- _Alıştırma görevleri_
1. Kayıtlarda "grate" dizesini barındıran satırların tümünü seçip kopyalayın; büyük-küçük harf ayrımı dikkate alınır.
2. Eşya hukuku metnini son cümlesinden sonra devam ettirin.

11.1.4. Eşya Hukuku (Akıntürk 2015: 367-426; Bozkurt 2012: 140-142)
Eşya hukuku, kişilerin eşya üzerindeki egemenlik ve tasarruflarının nitelik ve türlerini,
onların bu egemenlik dolayısıyla diğer kişilerle olan ilişkilerini düzenleyen hukuk dalıdır. Eşya
hukukunun konusunu büyük ölçüde ayni haklar oluşturur. Ayni haklar, eşya denen maddi
mallar üzerinde sahibine geniş yetkiler veren ve herkese karşı ileri sürülebilen haklardır. Eşya
hukukunun düzenleme konularından kimileri şunlardır: Ayni hak, eşya, zilyetlik, zilyetliğin
kazanılması ve kaybedilmesi, zilyetliğin korunması, tapu sicili, mülkiyet, paylı mülkiyet,
elbirliği mülkiyeti, taşınmaz mülkiyeti, taşınmaz mülkiyetinin kazanılması, kapsamı,
sınırlanması, sona ermesi, taşınır mülkiyeti, sınırlı ayni haklar, irtifak hakları, intifa hakkı,
inşaat hakkı, kaynak hakkı, rehin, ipotek, hapis hakkı. Eşya hukukuna ilişkin kurallar Türk
Medeni Kanunun 683 ile 1027.maddeleri arasında düzenlenmiştir. Kişilerin birbirleriyle eşya
dolayısıyla olan ilişkilerini düzenleyen hukuk kuralları Türk Medeni Kanununda
düzenlenenlerden ibaret değildir. Bunun yanında birçok özel yasada da bu hususu düzenleyen
kurallar bulunmaktadır. 2644 sayılı Tapu Kanunu, 3091 sayılı Taşınmaz Mal Zilyetliğine
Yapılan Tecavüzlerin Önlenmesi Hakkında Kanun, 634 sayılı Kat Mülkiyeti Kanunu örnek
olarak verilebilir.

- _Gösterilen veriler_
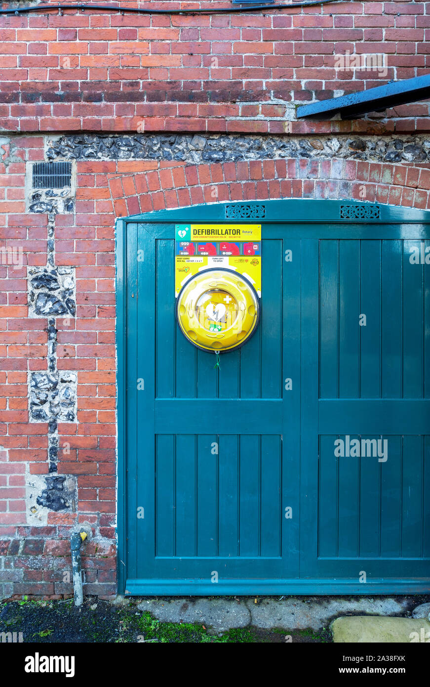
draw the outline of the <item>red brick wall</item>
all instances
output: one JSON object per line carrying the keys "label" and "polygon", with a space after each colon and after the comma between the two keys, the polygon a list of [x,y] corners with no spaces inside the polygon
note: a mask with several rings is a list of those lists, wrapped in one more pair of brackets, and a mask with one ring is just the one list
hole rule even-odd
{"label": "red brick wall", "polygon": [[[405,1],[200,16],[0,16],[1,124],[19,131],[428,131],[423,102],[352,123],[289,128],[285,118],[313,98],[425,74],[429,21],[429,2]],[[386,74],[336,71],[335,56],[346,52],[383,54]]]}
{"label": "red brick wall", "polygon": [[0,164],[6,199],[0,247],[23,251],[19,269],[0,264],[0,596],[71,594],[70,533],[81,523],[92,530],[82,545],[84,592],[110,596],[116,589],[114,218],[94,214],[107,179],[85,174],[80,183],[91,184],[91,199],[80,188],[79,214],[56,218],[56,266],[75,267],[77,287],[75,318],[56,324],[57,368],[77,373],[77,421],[58,425],[58,470],[75,477],[77,501],[37,526],[28,523],[25,478],[48,474],[48,426],[29,423],[27,374],[47,370],[47,319],[28,318],[26,275],[27,267],[46,264],[48,217],[25,214],[23,185],[25,161],[43,158],[43,139],[14,144],[22,161],[10,162],[6,152]]}
{"label": "red brick wall", "polygon": [[[46,264],[48,216],[26,213],[25,175],[27,163],[45,159],[44,134],[356,132],[377,142],[425,132],[426,102],[353,122],[297,122],[291,108],[425,73],[429,14],[430,2],[342,2],[242,14],[0,15],[0,126],[11,132],[10,146],[0,134],[0,249],[23,251],[18,269],[0,261],[0,596],[70,594],[69,537],[78,525],[91,535],[82,547],[84,591],[115,593],[117,216],[290,197],[430,209],[425,164],[78,160],[75,211],[55,218],[56,266],[75,267],[76,277],[76,316],[67,326],[56,319],[57,369],[77,374],[77,421],[59,424],[58,473],[76,480],[77,500],[38,526],[27,497],[32,476],[48,475],[48,427],[29,422],[27,381],[47,370],[47,319],[28,317],[27,277],[27,267]],[[335,55],[346,51],[386,54],[387,76],[336,78]]]}

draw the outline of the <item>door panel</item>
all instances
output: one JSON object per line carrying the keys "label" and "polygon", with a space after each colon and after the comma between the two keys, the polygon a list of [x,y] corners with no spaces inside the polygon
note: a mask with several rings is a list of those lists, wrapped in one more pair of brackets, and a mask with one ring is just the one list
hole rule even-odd
{"label": "door panel", "polygon": [[[175,322],[174,227],[170,238],[136,224],[128,234],[129,252],[145,258],[132,263],[128,286],[129,471],[137,480],[128,494],[136,537],[129,537],[136,563],[128,589],[136,580],[186,578],[217,594],[224,592],[213,578],[238,590],[256,578],[296,578],[300,266],[283,284],[282,236],[267,236],[259,329],[246,346],[222,355],[217,369],[215,355],[193,347]],[[298,242],[291,243],[298,258]],[[283,400],[285,354],[296,376],[295,392]],[[139,507],[144,517],[136,519]],[[286,508],[296,522],[284,517]]]}
{"label": "door panel", "polygon": [[128,223],[128,593],[425,587],[429,282],[392,233],[263,224],[261,322],[217,369],[175,322],[174,225]]}

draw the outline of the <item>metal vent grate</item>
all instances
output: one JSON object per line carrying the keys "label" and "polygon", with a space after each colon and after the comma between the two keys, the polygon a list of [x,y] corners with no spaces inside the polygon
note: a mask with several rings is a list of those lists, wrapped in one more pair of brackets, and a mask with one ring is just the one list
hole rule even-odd
{"label": "metal vent grate", "polygon": [[379,219],[379,205],[341,205],[341,219]]}
{"label": "metal vent grate", "polygon": [[265,217],[265,205],[226,205],[226,217],[233,219],[259,219]]}
{"label": "metal vent grate", "polygon": [[35,162],[33,188],[64,188],[71,185],[71,162]]}

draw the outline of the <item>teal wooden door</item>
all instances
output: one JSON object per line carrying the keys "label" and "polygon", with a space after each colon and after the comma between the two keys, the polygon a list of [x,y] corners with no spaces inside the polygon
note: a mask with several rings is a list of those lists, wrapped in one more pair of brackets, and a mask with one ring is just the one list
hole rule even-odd
{"label": "teal wooden door", "polygon": [[259,329],[219,369],[176,323],[174,228],[225,206],[119,227],[128,594],[430,586],[428,216],[290,203],[266,205]]}

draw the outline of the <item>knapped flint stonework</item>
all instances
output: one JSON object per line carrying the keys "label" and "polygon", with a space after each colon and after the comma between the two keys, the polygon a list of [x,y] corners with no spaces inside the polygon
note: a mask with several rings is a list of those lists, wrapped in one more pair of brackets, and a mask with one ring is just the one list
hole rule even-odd
{"label": "knapped flint stonework", "polygon": [[333,157],[372,162],[430,162],[430,137],[71,134],[48,139],[46,148],[48,160],[151,159],[200,164]]}

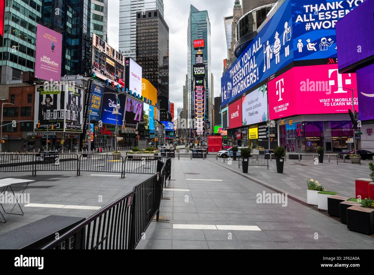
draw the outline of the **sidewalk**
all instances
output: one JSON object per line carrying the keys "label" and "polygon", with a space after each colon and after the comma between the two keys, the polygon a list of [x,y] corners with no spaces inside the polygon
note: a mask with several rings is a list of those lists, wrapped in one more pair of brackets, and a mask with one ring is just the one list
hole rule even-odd
{"label": "sidewalk", "polygon": [[[222,160],[173,159],[172,180],[164,195],[170,200],[163,200],[161,208],[161,218],[170,222],[153,222],[137,249],[374,248],[372,236],[349,230],[338,219],[302,201],[288,197],[286,206],[257,203],[257,194],[278,193],[270,184],[305,200],[304,180],[310,177],[328,189],[341,186],[344,195],[354,195],[352,181],[366,169],[301,163],[306,166],[288,160],[279,175],[275,162],[269,162],[269,170],[251,167],[245,175]],[[329,180],[323,180],[327,173]]]}

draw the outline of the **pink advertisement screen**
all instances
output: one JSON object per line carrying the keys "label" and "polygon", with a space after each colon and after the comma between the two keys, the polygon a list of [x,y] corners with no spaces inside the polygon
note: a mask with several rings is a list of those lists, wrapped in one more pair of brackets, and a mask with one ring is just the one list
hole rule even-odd
{"label": "pink advertisement screen", "polygon": [[[333,64],[294,67],[270,81],[268,87],[270,119],[273,119],[347,113],[352,109],[352,92],[347,89],[356,89],[357,84],[356,74],[339,74],[337,65]],[[353,100],[358,112],[357,90]]]}
{"label": "pink advertisement screen", "polygon": [[62,35],[41,25],[36,29],[35,77],[61,80]]}

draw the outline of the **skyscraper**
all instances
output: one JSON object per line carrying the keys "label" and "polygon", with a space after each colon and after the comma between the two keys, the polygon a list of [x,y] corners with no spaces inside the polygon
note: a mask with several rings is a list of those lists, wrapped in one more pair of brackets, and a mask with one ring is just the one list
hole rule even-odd
{"label": "skyscraper", "polygon": [[193,94],[193,65],[195,63],[195,54],[197,49],[195,49],[194,40],[202,39],[204,40],[204,48],[200,50],[203,55],[203,63],[205,65],[205,97],[206,110],[204,120],[206,122],[212,120],[212,78],[211,74],[211,28],[210,22],[207,10],[200,11],[191,5],[188,16],[187,29],[187,117],[195,117],[194,95]]}
{"label": "skyscraper", "polygon": [[136,59],[143,78],[169,98],[169,27],[158,10],[136,15]]}
{"label": "skyscraper", "polygon": [[163,17],[163,0],[120,0],[120,51],[126,56],[136,58],[137,13],[157,10]]}

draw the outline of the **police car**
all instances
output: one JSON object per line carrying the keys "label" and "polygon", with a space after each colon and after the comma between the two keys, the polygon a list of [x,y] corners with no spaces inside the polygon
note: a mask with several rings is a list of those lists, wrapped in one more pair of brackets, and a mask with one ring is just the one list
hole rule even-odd
{"label": "police car", "polygon": [[[237,152],[236,152],[236,156],[240,156],[240,150],[242,148],[242,147],[237,147]],[[220,150],[218,151],[217,154],[219,157],[223,158],[224,159],[226,159],[228,157],[232,157],[233,155],[232,147],[224,150]]]}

- _Alıştırma cevapları_
1.
draw the outline of the <item>metal vent grate</item>
{"label": "metal vent grate", "polygon": [[379,219],[379,205],[341,205],[341,219]]}
{"label": "metal vent grate", "polygon": [[265,217],[265,205],[226,205],[226,217],[233,219],[259,219]]}
{"label": "metal vent grate", "polygon": [[35,162],[33,188],[64,188],[71,185],[71,162]]}

2.
Eşya hukukunun konusuna üzerinde hâkimiyet kurulabilen mallar yanında kimi haklar
da girer. Maddi mallar üzerindeki en geniş kapsamlı hak, mülkiyet hakkıdır. Mülkiyet hakkına
sahip olan kimse (malik) malı üzerinde yasaların koyduğu sınırlar içinde kalmak koşuluyla,
dilediği gibi tasarruf etme hakkına sahiptir ve üçüncü kişilerin her türlü müdahalesini
engelleyebilir.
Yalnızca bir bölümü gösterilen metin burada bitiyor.